§ SOURCE INFORMATION
● ● ● ● ●

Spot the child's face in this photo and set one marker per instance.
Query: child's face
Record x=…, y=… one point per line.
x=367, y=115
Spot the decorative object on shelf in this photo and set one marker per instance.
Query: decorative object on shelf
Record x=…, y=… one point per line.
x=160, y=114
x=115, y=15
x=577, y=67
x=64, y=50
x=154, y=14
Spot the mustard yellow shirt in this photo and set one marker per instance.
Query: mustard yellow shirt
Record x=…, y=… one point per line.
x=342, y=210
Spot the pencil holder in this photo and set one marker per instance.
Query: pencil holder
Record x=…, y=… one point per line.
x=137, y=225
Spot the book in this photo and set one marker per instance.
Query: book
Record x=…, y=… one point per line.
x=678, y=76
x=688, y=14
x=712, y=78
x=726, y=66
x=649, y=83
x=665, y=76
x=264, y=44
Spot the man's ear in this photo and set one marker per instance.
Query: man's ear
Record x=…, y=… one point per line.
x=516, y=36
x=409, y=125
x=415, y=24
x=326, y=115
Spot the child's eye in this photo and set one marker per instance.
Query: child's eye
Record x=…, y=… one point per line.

● ● ● ● ●

Would you copy, word for word, only the lines from the start of the listing to the one that contains "Query: book", both included?

§ TASK RESPONSE
Spot the child's face in this photo and set one marker per instance.
Query: child's face
Record x=…, y=… one point per line.
x=367, y=115
Spot the decorative object on shelf in this photo and set one marker per instance.
Query: decorative object on shelf
Record x=…, y=… one point per line.
x=160, y=114
x=115, y=15
x=577, y=67
x=64, y=50
x=154, y=14
Spot the mustard yellow shirt in this photo and set one marker per instance.
Query: mustard yellow shirt
Record x=…, y=… one point per line.
x=342, y=210
Spot the pencil holder in this photo and set one marker per instance.
Query: pencil holder
Record x=…, y=… one point per line.
x=137, y=225
Spot the book in this photo and set one marker per instance.
Query: book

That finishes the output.